__Exercise details__. Please pull every line from the records below verbatim, leaving the pictures out.

[Some records]
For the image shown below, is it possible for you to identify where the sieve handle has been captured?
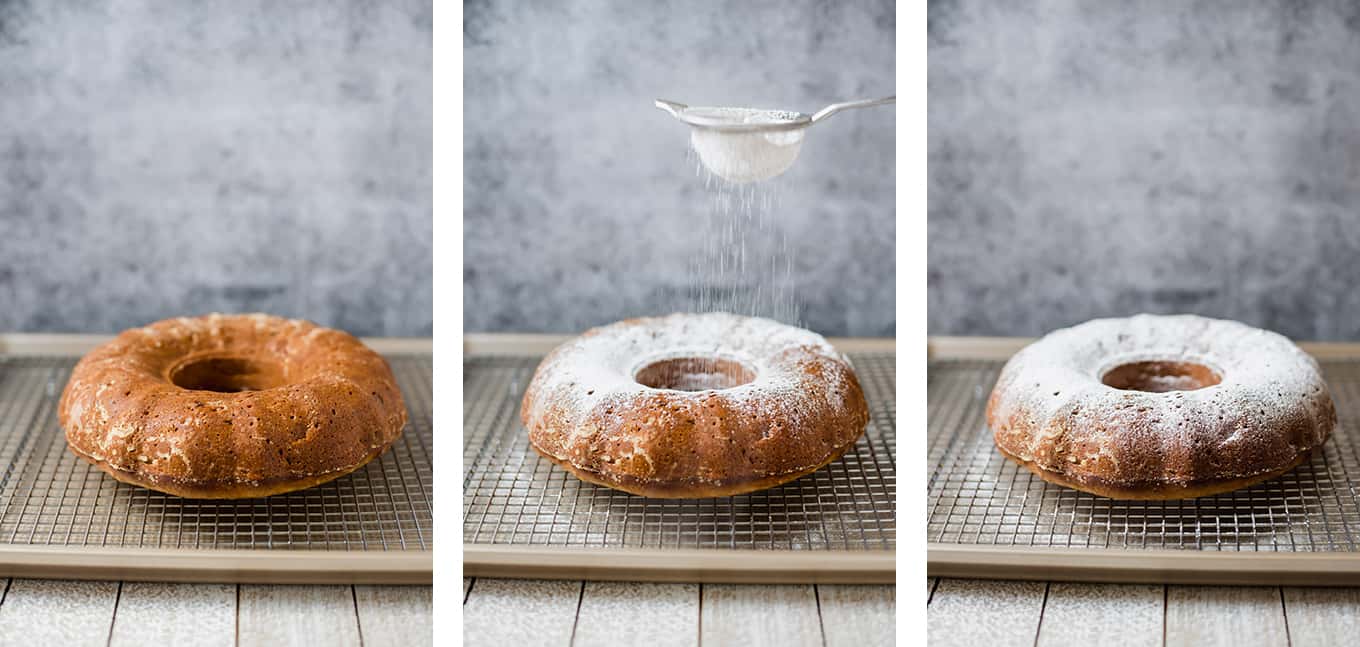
[810,95,898,124]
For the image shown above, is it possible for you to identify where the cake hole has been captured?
[170,355,284,393]
[1100,360,1223,393]
[632,357,756,391]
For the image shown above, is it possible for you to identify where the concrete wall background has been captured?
[0,0,432,336]
[929,0,1360,340]
[464,0,896,336]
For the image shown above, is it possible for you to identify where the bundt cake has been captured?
[520,313,869,499]
[987,315,1337,499]
[58,314,407,499]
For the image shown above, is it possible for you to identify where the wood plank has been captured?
[699,584,821,647]
[0,579,118,647]
[571,582,699,647]
[1038,582,1166,647]
[462,578,581,647]
[816,584,896,647]
[1284,587,1360,647]
[354,584,434,647]
[1166,586,1289,647]
[109,582,237,647]
[926,579,1047,647]
[237,584,359,647]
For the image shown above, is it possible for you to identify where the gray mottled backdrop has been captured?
[0,0,432,336]
[464,0,895,336]
[929,0,1360,340]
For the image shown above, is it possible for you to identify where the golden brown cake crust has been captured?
[57,314,407,499]
[987,315,1337,499]
[521,313,869,497]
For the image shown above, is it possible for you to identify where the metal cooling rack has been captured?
[462,352,896,587]
[926,359,1360,552]
[0,355,434,555]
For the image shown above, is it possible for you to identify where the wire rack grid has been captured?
[926,359,1360,552]
[462,352,896,550]
[0,355,434,550]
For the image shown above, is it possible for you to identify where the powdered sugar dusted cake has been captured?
[987,314,1337,499]
[520,313,869,497]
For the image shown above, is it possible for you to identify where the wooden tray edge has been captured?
[0,544,434,584]
[462,544,898,584]
[926,544,1360,586]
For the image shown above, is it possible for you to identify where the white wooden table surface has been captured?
[462,578,895,647]
[0,579,434,647]
[926,579,1360,647]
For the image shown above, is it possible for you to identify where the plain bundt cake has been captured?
[520,313,869,497]
[58,314,407,499]
[987,315,1337,499]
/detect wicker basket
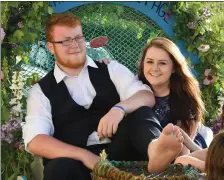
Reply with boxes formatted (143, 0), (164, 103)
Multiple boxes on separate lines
(91, 161), (199, 180)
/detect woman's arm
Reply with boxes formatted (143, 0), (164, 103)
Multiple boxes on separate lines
(179, 128), (201, 152)
(177, 120), (201, 156)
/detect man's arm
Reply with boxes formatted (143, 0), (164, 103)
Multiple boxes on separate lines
(114, 90), (155, 113)
(23, 84), (99, 169)
(97, 61), (155, 137)
(27, 134), (99, 170)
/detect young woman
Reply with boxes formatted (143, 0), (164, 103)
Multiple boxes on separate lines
(138, 37), (205, 154)
(175, 131), (224, 180)
(99, 37), (205, 172)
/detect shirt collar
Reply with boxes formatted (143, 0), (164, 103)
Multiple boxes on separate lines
(54, 56), (98, 83)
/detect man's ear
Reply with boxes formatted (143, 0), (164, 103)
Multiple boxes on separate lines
(47, 42), (54, 54)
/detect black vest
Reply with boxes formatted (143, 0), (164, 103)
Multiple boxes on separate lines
(39, 62), (120, 147)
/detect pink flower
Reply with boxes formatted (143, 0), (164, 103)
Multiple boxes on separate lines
(1, 71), (4, 80)
(187, 22), (197, 29)
(1, 28), (5, 41)
(198, 44), (210, 52)
(203, 69), (215, 86)
(164, 11), (171, 19)
(17, 22), (23, 29)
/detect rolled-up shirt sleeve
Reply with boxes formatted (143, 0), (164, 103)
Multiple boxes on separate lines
(23, 84), (54, 151)
(108, 61), (152, 101)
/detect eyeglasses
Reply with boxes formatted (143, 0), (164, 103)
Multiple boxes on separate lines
(51, 36), (85, 46)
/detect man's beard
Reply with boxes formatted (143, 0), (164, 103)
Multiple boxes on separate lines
(55, 54), (86, 69)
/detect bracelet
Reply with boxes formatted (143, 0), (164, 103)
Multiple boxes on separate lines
(113, 105), (126, 116)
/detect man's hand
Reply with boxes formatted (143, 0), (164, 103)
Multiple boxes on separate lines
(81, 151), (100, 170)
(174, 156), (191, 166)
(97, 108), (124, 138)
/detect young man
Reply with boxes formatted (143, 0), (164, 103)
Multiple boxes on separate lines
(23, 13), (184, 180)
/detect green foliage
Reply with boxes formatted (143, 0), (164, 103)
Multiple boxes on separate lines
(1, 1), (53, 180)
(170, 2), (224, 124)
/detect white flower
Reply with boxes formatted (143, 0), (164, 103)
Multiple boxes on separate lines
(9, 98), (17, 105)
(205, 18), (211, 24)
(198, 44), (210, 52)
(16, 56), (22, 64)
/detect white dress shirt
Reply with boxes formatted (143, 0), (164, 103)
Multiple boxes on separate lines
(23, 56), (151, 150)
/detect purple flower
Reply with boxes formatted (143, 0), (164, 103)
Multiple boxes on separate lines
(1, 28), (5, 41)
(211, 115), (223, 135)
(11, 43), (17, 48)
(17, 22), (23, 29)
(202, 7), (211, 17)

__Exercise response__.
For the image shown below, is it possible for you to identify where the sieve handle has been captured?
[810,95,898,124]
For the image shown above, is it possible for you to identify where the cake hole has been captured?
[170,355,284,393]
[1100,360,1223,393]
[632,357,756,391]
For the image shown above, is it possible for you to identify where the concrete wall background has been captured?
[0,0,432,336]
[929,0,1360,340]
[464,0,896,336]
For the image shown above, is it possible for you to identify where the bundt cake has been captured?
[520,313,869,499]
[987,315,1337,499]
[58,314,407,499]
For the image shown above, is it possible for you to identify where the wood plank has been captured?
[699,584,821,647]
[0,579,118,647]
[571,582,699,647]
[1038,582,1166,647]
[462,578,581,647]
[816,584,896,647]
[1284,587,1360,647]
[354,584,434,647]
[1166,586,1289,647]
[109,582,237,647]
[926,579,1047,647]
[237,584,359,647]
For the image shown above, is it possible for you to identify where the gray mottled backdrop has been captured?
[0,0,432,336]
[464,0,895,336]
[929,0,1360,340]
For the image shown above, is it possible for you to identify where the golden brown cake crust has been captured?
[57,314,407,499]
[987,315,1337,499]
[521,313,869,497]
For the image shown above, is it possible for you to identify where the metal cooling rack has been captured?
[462,352,896,587]
[926,359,1360,552]
[0,355,434,555]
For the image shown above, is it possible for you to identify where the wire rack grid has been captured?
[926,359,1360,552]
[462,352,896,550]
[0,355,434,550]
For the image shown above, is it possible for you to identify where the powdered sugar dusted cake has been captured?
[987,314,1337,499]
[520,313,869,497]
For the image shown above, is it possible for you to identify where the wooden tray edge has been captured?
[0,544,434,584]
[462,544,898,584]
[926,544,1360,586]
For the image shown above, is it possible for you to identify where the white wooden table surface has been captured?
[462,578,895,647]
[0,579,434,647]
[926,579,1360,647]
For the image shown above, is it possible for you to identify where the plain bundt cake has been captured?
[520,313,869,497]
[58,314,407,499]
[987,315,1337,499]
/detect wicker basket
Reply with boxes formatted (143, 0), (164, 103)
Multiple boxes on separate lines
(91, 161), (199, 180)
/detect woman's arm
Reply with boxes formatted (143, 0), (164, 103)
Multiple boxes on separate lines
(179, 128), (201, 152)
(177, 120), (201, 156)
/detect man's arm
Reply with boxes formatted (143, 0), (164, 103)
Multiple boxes on separate lines
(114, 90), (155, 113)
(23, 84), (99, 169)
(97, 61), (155, 137)
(27, 134), (99, 170)
/detect young woman
Reply with boxes formatted (143, 0), (164, 103)
Multiple boxes on separate lines
(138, 37), (205, 154)
(175, 131), (224, 180)
(99, 37), (205, 172)
/detect shirt collar
Reply with boxes formatted (143, 0), (164, 103)
Multiple boxes on separate lines
(54, 56), (98, 83)
/detect man's ear
Reply with boxes formatted (143, 0), (164, 103)
Multiple boxes on separate lines
(47, 42), (54, 54)
/detect black vest
Reply with boxes formatted (143, 0), (164, 103)
Multiple boxes on separate lines
(39, 62), (120, 147)
/detect pink flower
Reply with boxes formatted (143, 0), (164, 103)
Multiple boxes on separate lines
(1, 71), (4, 80)
(187, 22), (197, 29)
(1, 28), (5, 41)
(198, 44), (210, 52)
(203, 69), (215, 86)
(164, 11), (171, 19)
(17, 22), (23, 29)
/detect rolled-up shirt sleeve
Reply with boxes formatted (143, 0), (164, 103)
Multiple boxes on separate lines
(23, 84), (54, 151)
(108, 61), (152, 101)
/detect eyeglasses
Reply with boxes formatted (143, 0), (164, 103)
Multiple boxes on separate lines
(51, 36), (85, 46)
/detect man's beard
Reply with boxes formatted (143, 0), (164, 103)
Multiple boxes on separate lines
(55, 54), (86, 69)
/detect bracelet
Reply with boxes formatted (143, 0), (164, 103)
Multiple boxes on separate lines
(113, 105), (126, 116)
/detect man's hand
Reply with boxes formatted (143, 0), (164, 103)
Multiple boxes on separate lines
(81, 151), (100, 170)
(174, 156), (191, 166)
(97, 108), (124, 138)
/detect young man
Reply with boxes formatted (143, 0), (164, 103)
Multiple boxes on separate lines
(23, 13), (184, 180)
/detect green foliage
Reply with boxes formatted (143, 0), (164, 103)
Multiple boxes on separate lines
(1, 1), (53, 180)
(170, 2), (224, 124)
/detect white flower
Reply with boxes formatted (143, 0), (164, 103)
Multiple boxes on separate lines
(9, 98), (17, 105)
(205, 18), (211, 24)
(198, 44), (210, 52)
(16, 56), (22, 64)
/detect white dress shirt
Reply with boxes formatted (143, 0), (164, 103)
Multiple boxes on separate lines
(23, 56), (151, 150)
/detect purple flower
Reply with boxes formatted (143, 0), (164, 103)
Multiple boxes on separate lines
(1, 28), (5, 41)
(211, 115), (223, 135)
(11, 43), (17, 48)
(17, 22), (23, 29)
(202, 7), (211, 17)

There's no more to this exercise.